| WHAT TO DO |
Show each line of the data below that contains the string "donkey", copied in full. Case counts.

| EXERCISE INPUTS |
***
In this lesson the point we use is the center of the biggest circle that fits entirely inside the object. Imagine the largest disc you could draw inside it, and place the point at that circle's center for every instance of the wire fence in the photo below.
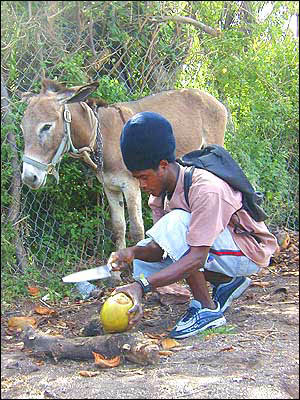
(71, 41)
***
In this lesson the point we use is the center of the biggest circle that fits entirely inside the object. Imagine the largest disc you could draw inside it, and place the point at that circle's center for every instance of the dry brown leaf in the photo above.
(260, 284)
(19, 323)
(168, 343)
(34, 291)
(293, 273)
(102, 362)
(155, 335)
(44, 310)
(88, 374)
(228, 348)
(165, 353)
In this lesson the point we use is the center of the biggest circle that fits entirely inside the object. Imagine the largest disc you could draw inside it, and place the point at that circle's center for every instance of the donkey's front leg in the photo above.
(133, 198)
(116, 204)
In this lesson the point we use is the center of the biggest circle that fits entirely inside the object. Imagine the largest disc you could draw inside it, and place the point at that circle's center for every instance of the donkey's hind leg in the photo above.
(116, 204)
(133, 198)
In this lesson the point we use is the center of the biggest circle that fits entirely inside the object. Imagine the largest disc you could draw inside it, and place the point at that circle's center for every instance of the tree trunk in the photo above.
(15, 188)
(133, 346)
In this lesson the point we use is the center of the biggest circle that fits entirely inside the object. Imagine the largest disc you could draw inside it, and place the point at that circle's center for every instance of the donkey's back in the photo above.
***
| SOLUTION TO THIS EXERCISE |
In this lesson the point we use is the center of the biggest circle that fits entirely inside the object. Imagine the largest disc you could draw inside it, and place the point at that circle's center for every instance of the donkey's front leg in the photo above.
In this lesson the point we use is the center of the biggest circle that fits entirely inside the object. Imagine the largest disc you could draw inside it, and place the point at that circle's center for every instance of the donkey's hind leg in the photo above.
In this lesson the point we use is the center of the biggest circle that fits entirely inside the object. Imagine the largest disc you could draw inside it, and place the point at that circle's center for every instance of the donkey's back in the photo above.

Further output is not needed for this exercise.